→ Text shown
A new study has suggested that boys who take Risperdal may be five times more likely to develop gynecomastia compared to those who are not exposed to the antipsychotic drug. The study was published online August 19th in the Journal of Child and Adolescence Psychopharmacology.
The appearance of the new research is timely, as Risperdal is the subject of hundreds of lawsuits filed on behalf of patients who allegedly developed gynecomastia due to its use. This condition is marked by the growth of female-like breasts in men, and is associated with higher-than-usual prolactin levels sometimes seen in Risperdal patients. Prolactin is a hormone tied to the female breast development and lactation.
For the study, the authors derived a cohort of more than 1,556 gynecomastia patients out of 401,924 males, ages 15–25, included in the IMS LifeLink database. Each gynecomastia subject was compared to 10 patients who did not have the condition, for a total of 15,560 controls. The controls were matched by age, follow-up date and cohort entry date.
An analysis of the data suggested that current Risperdal users had approximately four times the risk of developing gynecomastia than non-users. When the analysis was stratified to children and adolescents taking Risperdal, the risk of gynecomastia was five times higher than for non-users.

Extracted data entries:

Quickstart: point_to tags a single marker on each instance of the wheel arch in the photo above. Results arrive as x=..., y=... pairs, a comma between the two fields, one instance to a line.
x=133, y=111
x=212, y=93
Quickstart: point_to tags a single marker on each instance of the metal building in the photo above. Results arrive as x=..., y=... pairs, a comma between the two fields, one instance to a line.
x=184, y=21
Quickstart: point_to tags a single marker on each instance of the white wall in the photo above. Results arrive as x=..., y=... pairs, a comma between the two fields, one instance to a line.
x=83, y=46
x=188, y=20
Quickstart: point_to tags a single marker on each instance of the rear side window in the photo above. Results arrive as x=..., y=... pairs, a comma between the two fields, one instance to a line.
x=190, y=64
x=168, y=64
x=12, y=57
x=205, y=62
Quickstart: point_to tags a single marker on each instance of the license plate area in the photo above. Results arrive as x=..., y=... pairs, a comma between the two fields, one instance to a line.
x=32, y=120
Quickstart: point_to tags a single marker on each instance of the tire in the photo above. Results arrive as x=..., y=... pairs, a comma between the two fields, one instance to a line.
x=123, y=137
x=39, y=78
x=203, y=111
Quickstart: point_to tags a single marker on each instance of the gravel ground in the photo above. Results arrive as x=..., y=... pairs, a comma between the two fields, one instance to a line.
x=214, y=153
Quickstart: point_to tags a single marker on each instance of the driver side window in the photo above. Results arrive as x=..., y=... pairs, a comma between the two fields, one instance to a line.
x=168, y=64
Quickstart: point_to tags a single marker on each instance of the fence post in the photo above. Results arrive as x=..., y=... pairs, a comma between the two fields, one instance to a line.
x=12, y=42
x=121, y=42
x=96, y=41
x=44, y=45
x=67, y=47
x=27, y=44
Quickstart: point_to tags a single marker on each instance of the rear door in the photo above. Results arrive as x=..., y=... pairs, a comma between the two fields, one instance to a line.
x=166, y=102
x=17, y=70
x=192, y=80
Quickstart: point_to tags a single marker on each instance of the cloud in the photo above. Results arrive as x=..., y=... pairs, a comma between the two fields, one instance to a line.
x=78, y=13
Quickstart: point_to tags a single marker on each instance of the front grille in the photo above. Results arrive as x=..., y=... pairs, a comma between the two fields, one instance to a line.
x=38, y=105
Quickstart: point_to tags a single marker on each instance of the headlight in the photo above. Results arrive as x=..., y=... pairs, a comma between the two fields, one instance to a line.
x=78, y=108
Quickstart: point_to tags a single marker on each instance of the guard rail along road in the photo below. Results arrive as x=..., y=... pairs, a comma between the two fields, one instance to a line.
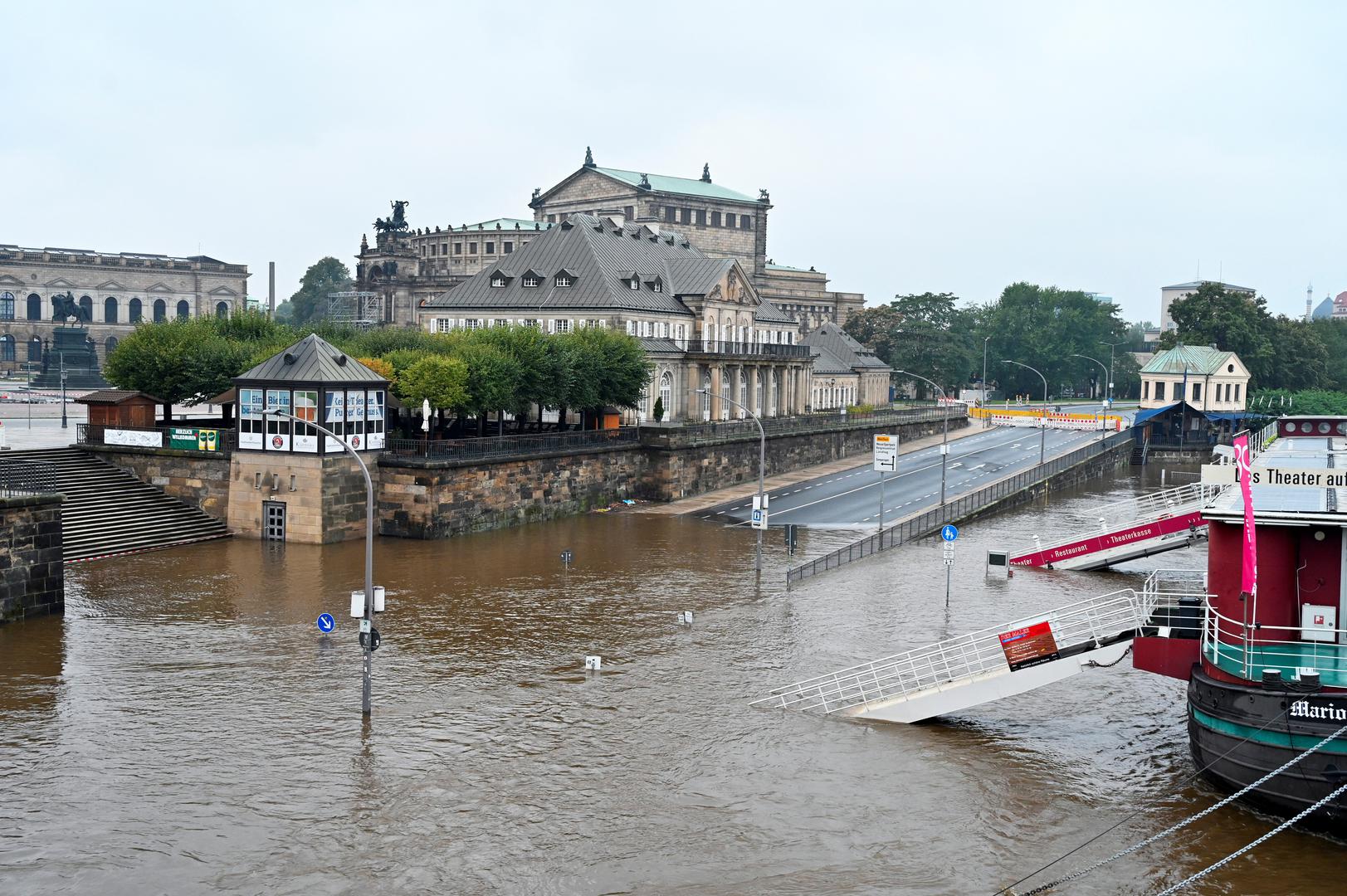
x=934, y=519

→ Task instructions
[a] In the Risperdal article, which journal published the study online?
[b] Please copy the Risperdal article word for word, from "The appearance of" up to and including "cohort entry date.".

→ Activity answers
[a] The Journal of Child and Adolescence Psychopharmacology.

[b]
The appearance of the new research is timely, as Risperdal is the subject of hundreds of lawsuits filed on behalf of patients who allegedly developed gynecomastia due to its use. This condition is marked by the growth of female-like breasts in men, and is associated with higher-than-usual prolactin levels sometimes seen in Risperdal patients. Prolactin is a hormone tied to the female breast development and lactation.
For the study, the authors derived a cohort of more than 1,556 gynecomastia patients out of 401,924 males, ages 15–25, included in the IMS LifeLink database. Each gynecomastia subject was compared to 10 patients who did not have the condition, for a total of 15,560 controls. The controls were matched by age, follow-up date and cohort entry date.